Exercise aim: Please copy out the entries below, swapping every "chopped scallion" for "sliced green onion" and changing nothing else. Leave the pictures out of your copy.

Given data:
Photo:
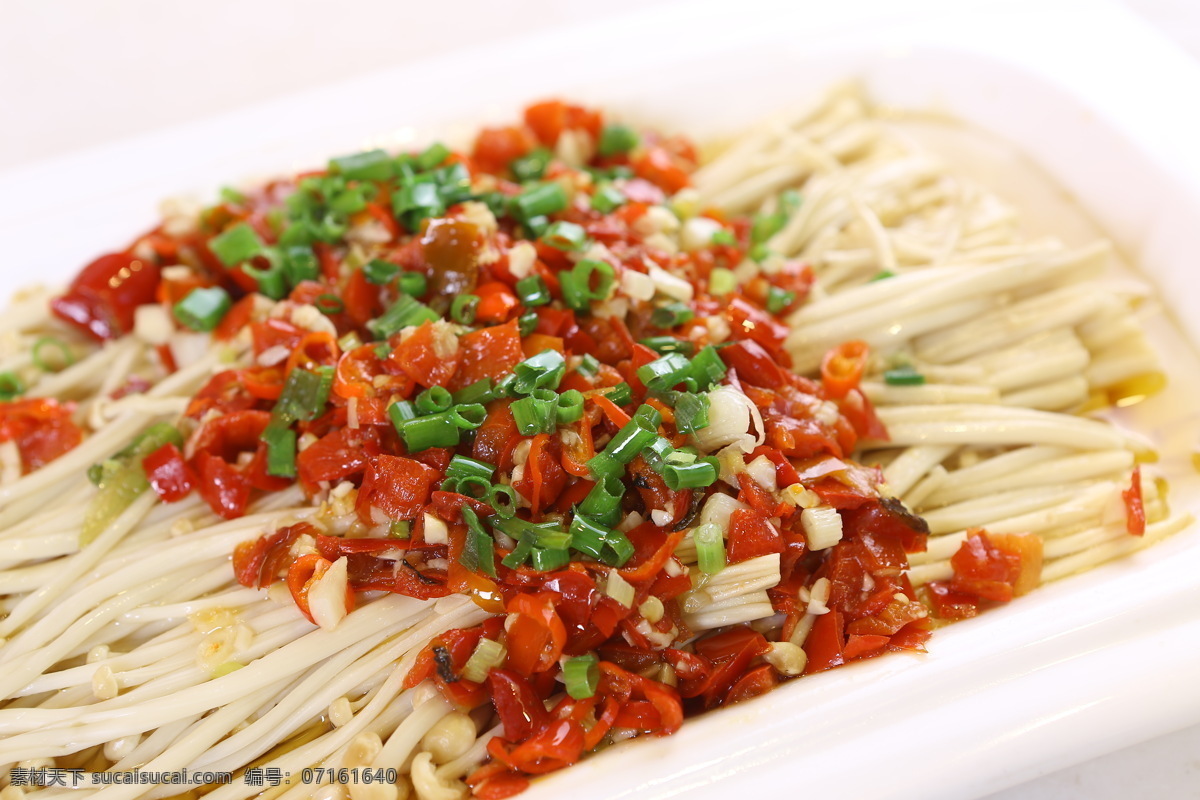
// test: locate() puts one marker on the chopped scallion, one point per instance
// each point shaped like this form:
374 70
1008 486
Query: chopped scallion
425 432
603 503
607 198
539 202
616 138
370 166
432 156
281 447
379 271
581 674
709 548
533 290
664 344
691 476
691 411
489 654
671 314
541 371
402 313
413 283
203 308
538 413
565 235
532 166
570 405
329 304
237 244
577 284
11 386
433 400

Response to the exercise:
Photo:
// test: locate() puts one marker on the sliced green onion, one point per instance
// each point shaped like this form:
374 70
1008 486
Query: sliced green onion
425 432
603 503
607 198
539 202
616 138
370 166
432 156
281 447
379 271
581 674
709 548
533 290
664 344
691 476
691 411
489 654
671 314
541 371
402 313
413 283
203 308
538 413
565 235
532 166
570 405
329 304
237 244
577 284
11 386
433 400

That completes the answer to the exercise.